What needs to be done: Show every line of the data that includes the word "wiper".

Task data:

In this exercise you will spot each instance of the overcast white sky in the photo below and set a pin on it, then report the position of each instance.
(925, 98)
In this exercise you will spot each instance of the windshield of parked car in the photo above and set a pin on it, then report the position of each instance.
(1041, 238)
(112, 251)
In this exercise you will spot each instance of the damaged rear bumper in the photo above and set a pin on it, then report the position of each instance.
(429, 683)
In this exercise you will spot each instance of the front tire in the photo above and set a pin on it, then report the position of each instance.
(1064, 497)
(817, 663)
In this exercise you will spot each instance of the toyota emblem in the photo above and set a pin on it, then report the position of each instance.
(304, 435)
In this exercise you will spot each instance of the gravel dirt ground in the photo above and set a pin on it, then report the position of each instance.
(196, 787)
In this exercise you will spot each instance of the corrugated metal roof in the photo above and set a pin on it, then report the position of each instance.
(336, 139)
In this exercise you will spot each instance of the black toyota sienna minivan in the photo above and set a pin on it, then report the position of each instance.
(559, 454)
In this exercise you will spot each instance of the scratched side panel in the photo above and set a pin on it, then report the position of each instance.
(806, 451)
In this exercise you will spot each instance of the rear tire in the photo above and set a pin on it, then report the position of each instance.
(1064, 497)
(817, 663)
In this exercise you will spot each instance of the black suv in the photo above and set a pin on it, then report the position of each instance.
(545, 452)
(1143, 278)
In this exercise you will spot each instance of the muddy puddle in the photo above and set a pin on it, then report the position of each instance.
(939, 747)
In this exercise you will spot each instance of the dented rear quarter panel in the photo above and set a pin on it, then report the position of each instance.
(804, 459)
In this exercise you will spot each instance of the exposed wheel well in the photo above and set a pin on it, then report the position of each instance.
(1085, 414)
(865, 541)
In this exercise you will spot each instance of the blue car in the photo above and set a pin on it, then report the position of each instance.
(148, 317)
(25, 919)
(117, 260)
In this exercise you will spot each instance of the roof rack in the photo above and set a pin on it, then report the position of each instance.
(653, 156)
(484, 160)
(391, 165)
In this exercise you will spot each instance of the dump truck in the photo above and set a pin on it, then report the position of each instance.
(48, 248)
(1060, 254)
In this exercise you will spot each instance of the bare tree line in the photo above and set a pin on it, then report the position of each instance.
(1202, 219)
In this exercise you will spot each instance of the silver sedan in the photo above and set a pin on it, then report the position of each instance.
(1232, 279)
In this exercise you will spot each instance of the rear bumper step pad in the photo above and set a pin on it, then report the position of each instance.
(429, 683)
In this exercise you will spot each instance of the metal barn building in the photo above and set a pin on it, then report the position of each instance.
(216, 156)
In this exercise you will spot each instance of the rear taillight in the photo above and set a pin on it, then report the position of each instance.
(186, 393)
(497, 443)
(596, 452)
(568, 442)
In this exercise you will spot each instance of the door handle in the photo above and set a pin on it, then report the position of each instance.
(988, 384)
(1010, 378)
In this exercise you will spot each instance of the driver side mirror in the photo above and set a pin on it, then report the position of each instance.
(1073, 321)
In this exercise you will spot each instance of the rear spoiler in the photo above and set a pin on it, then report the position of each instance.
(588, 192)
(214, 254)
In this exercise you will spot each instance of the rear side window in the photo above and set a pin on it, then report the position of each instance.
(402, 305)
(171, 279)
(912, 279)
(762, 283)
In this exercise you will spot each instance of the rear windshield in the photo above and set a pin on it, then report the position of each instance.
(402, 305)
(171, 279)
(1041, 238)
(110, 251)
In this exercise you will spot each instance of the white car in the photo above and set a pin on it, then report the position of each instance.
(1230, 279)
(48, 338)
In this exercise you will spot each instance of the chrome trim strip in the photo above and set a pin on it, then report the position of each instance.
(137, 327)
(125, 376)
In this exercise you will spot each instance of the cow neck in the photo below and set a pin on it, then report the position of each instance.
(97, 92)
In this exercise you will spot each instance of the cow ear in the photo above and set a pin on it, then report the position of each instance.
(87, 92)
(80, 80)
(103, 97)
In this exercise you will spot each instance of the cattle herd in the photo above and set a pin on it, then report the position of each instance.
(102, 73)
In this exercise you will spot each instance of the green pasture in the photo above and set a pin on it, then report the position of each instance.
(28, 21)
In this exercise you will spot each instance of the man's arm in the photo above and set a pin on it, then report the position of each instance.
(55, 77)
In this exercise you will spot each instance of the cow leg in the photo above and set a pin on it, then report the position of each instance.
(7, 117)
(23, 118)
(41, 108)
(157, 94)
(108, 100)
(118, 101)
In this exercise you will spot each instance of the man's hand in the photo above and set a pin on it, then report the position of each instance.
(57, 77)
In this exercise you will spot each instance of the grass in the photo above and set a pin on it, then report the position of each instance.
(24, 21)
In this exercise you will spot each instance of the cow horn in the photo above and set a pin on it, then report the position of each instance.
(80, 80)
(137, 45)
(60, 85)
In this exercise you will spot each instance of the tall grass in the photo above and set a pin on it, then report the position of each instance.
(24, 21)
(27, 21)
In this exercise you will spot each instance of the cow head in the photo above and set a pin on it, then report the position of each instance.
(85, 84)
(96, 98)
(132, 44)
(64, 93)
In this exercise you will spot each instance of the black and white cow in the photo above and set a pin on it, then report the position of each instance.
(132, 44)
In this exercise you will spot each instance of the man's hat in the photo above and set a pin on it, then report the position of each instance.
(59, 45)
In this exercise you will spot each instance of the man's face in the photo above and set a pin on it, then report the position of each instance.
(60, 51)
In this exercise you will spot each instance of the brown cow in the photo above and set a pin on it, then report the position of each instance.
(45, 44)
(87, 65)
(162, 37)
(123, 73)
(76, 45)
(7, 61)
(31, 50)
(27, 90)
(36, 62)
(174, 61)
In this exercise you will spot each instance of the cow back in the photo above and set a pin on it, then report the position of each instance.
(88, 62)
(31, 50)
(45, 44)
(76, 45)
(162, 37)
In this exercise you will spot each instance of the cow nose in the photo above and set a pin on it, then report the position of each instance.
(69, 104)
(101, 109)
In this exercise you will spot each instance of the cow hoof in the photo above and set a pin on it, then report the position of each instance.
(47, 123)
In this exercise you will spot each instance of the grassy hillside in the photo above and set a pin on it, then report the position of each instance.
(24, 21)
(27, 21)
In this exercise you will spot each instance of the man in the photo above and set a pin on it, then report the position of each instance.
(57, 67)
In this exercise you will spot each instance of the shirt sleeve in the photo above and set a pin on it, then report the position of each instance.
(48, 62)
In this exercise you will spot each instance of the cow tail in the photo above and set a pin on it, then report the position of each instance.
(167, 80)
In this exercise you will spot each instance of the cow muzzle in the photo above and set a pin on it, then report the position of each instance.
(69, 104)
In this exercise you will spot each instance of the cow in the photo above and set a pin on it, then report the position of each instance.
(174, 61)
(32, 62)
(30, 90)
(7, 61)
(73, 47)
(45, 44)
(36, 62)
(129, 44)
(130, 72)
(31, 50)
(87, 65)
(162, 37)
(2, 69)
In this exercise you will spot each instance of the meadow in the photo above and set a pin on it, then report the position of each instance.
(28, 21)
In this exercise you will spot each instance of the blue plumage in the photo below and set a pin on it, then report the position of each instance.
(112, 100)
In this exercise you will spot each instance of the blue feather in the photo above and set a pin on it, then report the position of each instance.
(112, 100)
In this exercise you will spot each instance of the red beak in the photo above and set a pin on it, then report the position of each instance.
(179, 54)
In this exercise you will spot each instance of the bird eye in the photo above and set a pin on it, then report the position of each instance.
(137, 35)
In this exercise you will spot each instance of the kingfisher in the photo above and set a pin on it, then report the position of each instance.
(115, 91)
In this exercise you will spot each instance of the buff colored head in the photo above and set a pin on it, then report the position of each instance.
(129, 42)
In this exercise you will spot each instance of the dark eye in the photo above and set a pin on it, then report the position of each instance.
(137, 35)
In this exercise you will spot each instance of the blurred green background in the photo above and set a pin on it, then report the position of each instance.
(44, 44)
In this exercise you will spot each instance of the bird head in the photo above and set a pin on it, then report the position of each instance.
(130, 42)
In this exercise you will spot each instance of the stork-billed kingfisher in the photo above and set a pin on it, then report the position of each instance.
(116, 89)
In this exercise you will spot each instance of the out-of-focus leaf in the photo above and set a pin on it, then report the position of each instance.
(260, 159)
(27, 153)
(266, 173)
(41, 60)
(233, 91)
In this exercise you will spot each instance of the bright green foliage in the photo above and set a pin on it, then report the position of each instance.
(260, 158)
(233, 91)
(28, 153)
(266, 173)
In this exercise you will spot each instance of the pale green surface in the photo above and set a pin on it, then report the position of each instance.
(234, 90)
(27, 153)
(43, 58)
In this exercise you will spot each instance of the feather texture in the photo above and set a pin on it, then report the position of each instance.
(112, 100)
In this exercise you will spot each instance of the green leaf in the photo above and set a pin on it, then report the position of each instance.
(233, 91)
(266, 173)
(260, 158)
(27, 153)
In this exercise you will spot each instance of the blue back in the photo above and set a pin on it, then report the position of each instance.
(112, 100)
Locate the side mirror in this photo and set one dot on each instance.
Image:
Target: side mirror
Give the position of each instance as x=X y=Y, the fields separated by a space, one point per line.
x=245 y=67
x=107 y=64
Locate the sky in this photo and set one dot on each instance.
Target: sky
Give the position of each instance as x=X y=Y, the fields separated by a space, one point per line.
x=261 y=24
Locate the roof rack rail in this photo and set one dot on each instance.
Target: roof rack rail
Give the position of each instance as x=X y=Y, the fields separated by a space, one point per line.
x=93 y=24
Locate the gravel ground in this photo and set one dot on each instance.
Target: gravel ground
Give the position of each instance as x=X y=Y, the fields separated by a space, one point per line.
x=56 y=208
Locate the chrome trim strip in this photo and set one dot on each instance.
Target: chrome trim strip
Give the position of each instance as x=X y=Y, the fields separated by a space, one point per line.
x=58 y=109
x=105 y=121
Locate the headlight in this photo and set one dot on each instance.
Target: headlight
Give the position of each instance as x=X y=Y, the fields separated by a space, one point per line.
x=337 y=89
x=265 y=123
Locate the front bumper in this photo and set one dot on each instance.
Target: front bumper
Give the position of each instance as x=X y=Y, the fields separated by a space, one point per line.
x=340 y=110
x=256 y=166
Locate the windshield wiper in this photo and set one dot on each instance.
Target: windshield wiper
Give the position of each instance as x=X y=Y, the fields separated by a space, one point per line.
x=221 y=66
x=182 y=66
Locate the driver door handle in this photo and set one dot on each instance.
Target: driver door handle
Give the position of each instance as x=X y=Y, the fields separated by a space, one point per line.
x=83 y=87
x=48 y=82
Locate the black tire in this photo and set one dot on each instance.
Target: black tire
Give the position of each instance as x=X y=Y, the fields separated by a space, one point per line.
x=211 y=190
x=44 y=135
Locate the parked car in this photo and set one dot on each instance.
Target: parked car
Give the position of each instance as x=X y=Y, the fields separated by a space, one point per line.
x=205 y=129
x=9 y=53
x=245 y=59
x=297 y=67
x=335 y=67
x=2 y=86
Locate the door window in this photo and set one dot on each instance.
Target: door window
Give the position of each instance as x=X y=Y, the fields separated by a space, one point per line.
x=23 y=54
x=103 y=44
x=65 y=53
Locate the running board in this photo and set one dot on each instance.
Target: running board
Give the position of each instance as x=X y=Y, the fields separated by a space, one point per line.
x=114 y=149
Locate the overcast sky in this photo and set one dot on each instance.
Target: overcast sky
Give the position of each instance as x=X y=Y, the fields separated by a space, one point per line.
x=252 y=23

Completed task:
Locate the windshield wiper in this photo and set one dot on each instance.
Target: windshield wiper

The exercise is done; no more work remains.